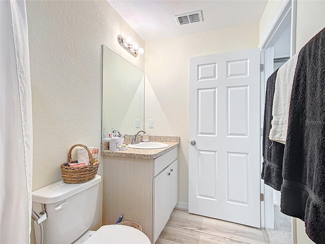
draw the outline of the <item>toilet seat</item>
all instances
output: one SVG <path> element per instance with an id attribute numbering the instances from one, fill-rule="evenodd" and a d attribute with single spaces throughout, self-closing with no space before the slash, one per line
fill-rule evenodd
==
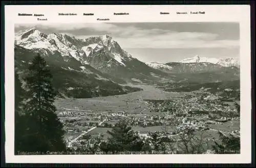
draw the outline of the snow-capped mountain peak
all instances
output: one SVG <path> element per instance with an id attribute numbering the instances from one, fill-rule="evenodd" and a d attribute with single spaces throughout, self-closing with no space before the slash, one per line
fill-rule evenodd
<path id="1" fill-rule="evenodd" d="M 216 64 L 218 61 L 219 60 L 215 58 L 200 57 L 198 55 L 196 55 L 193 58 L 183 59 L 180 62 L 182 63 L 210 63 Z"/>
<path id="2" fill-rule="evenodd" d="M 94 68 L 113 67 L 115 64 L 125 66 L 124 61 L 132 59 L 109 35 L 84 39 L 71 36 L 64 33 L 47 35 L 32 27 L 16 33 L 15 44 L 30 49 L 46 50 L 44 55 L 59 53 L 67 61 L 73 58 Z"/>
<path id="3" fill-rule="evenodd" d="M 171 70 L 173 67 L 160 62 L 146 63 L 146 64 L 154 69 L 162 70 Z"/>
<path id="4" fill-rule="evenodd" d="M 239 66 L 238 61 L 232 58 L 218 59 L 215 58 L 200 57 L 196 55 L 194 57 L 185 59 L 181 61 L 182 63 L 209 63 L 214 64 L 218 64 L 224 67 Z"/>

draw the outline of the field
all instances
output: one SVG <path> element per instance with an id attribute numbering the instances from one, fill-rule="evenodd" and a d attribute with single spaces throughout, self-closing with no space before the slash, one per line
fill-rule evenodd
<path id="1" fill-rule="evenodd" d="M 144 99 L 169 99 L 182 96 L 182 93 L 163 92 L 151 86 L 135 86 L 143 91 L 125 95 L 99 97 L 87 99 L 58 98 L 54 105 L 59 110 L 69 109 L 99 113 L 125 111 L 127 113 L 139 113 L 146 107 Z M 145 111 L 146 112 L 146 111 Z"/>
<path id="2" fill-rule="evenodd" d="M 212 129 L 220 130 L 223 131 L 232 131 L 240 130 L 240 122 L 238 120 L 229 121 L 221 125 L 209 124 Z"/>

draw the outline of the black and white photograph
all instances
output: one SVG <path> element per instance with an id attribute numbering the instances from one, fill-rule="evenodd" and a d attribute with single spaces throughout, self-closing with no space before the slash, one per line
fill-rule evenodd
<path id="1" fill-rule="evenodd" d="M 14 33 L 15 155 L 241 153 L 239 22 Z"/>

#### Obiettivo
Per favore, aggiorna il materiale dalla riga con "draw the outline of the field" fino alla riga con "212 129 L 220" compresa, sostituendo "field" con "meadow". Riporta solo quelle righe, con tutto il resto invariato.

#### Risultato
draw the outline of the meadow
all instances
output: one SVG <path> element per instance with an id attribute numbering the instances from one, fill-rule="evenodd" and a d attribute with single spaces throughout, self-closing with no space before the slash, one per line
fill-rule evenodd
<path id="1" fill-rule="evenodd" d="M 144 99 L 169 99 L 182 96 L 182 93 L 163 92 L 151 86 L 135 86 L 143 91 L 125 95 L 99 97 L 87 99 L 58 98 L 54 105 L 59 110 L 69 109 L 99 113 L 125 111 L 127 113 L 139 113 L 146 107 Z M 145 111 L 146 112 L 146 111 Z"/>
<path id="2" fill-rule="evenodd" d="M 212 129 L 220 130 L 223 131 L 232 131 L 240 130 L 240 122 L 238 120 L 229 121 L 221 125 L 209 124 Z"/>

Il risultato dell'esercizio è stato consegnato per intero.